> [Parts of the exercise]
[1] Decide whether each statement agrees with the post on Anne Snyder's column about persuasion: (a) Snyder's column appeared at Comment; (b) the writer says the essay form lends itself well to footnotes; (c) the writer wrote a piece for the last issue. For each, answer yes or no and quote the deciding words.
[2] Write out word for word the part of the post on Anne Snyder's column that opens with the words containing "This sort of" and closes with "deserves a read.".

> [Text passage]
# # # # #
Anne Snyder has a long column on persuasion over at Comment that is worth considering closely, especially in light of recent posts about gay marriage. She's interested in moving beyond the pablum of "civility" for a more substantive, thoroughly Christian approach to talking with each other. As she puts it:
[Christians'] abiding interest must be in the good of individuals created in the same image that we were, in improving the systems in which they live, in granting the tools for their navigation. This requires an insatiable curiosity about the human subjects at the mercy of any debate's winner, and the energy to keep that curiosity fed and updated. It requires empirical knowledge of the issues and the options, not just folksy winks sugar-coating ideologically driven generalizations. It requires savvy marketing, when marketing draws on beauty and empathy. And it requires a hospitable, humble posture, one that welcomes potentially uncomfortable revelations of counter-evidence and logic, one that is even willing, on some issues, to be persuaded.
This sort of thoroughly Christian approach leads, Snyder contends, to emphasizing the interlocking concerns of understanding particular, granular contexts and hospitality. Throughout her piece is also the subcurrent that Christians primary posture should increasingly be one of listening and receiving, rather than giving and speaking. Like I said, the whole thing deserves a read.
The bit that really grabbed me, though, was her suggestion that older Christians have been afflicted by a weary resignation:
Some of the insular arrogance, I think, is a defensive mechanism triggered by feelings of victimization, though most factions would never admit this. Culturally conservative Christians, for instance, have lived for years feeling besieged by a social consensus that undercuts a moral framework that they by creed cannot dilute. Despite political recourse during the ascendancy of the religious right, the overarching sentiment among older Christians is one of abandonment and weary resignation. "The culture left us sometime in the last sixty years and now shoves everything we oppose down our throats," they all but say. "Why should we not retreat for some peace?"
I should note that the form of the essay doesn't lend itself to footnotes or expansion. I wrote a piece for the last issue, so I know that all too well. But I do wonder who she has in mind here. There is doubtlessly a weary set out there, but it seems if anything the older crowd of "culturally conservative Christians" has kept up the sorta-good fight, while their children are mostly weary of hearing about it (though for different reasons, I suspect, than that the culture has proved hostile).
# # # # #
> [Dataset excerpt]
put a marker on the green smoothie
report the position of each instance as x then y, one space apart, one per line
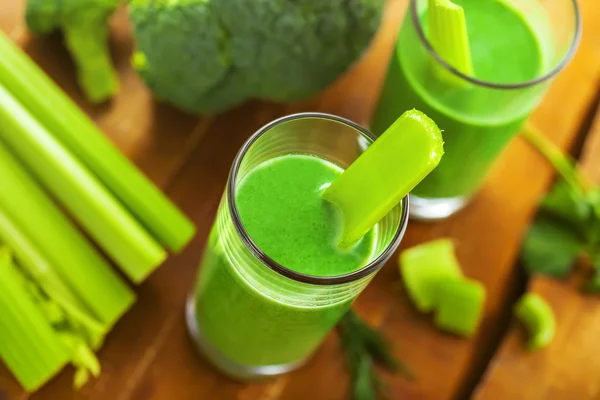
# # # # #
> [Answers to the problems]
[1]
(a) Yes: "Anne Snyder has a long column on persuasion over at Comment"
(b) No: "the form of the essay doesn't lend itself to footnotes or expansion"
(c) Yes: "I wrote a piece for the last issue"

[2]
This sort of thoroughly Christian approach leads, Snyder contends, to emphasizing the interlocking concerns of understanding particular, granular contexts and hospitality. Throughout her piece is also the subcurrent that Christians primary posture should increasingly be one of listening and receiving, rather than giving and speaking. Like I said, the whole thing deserves a read.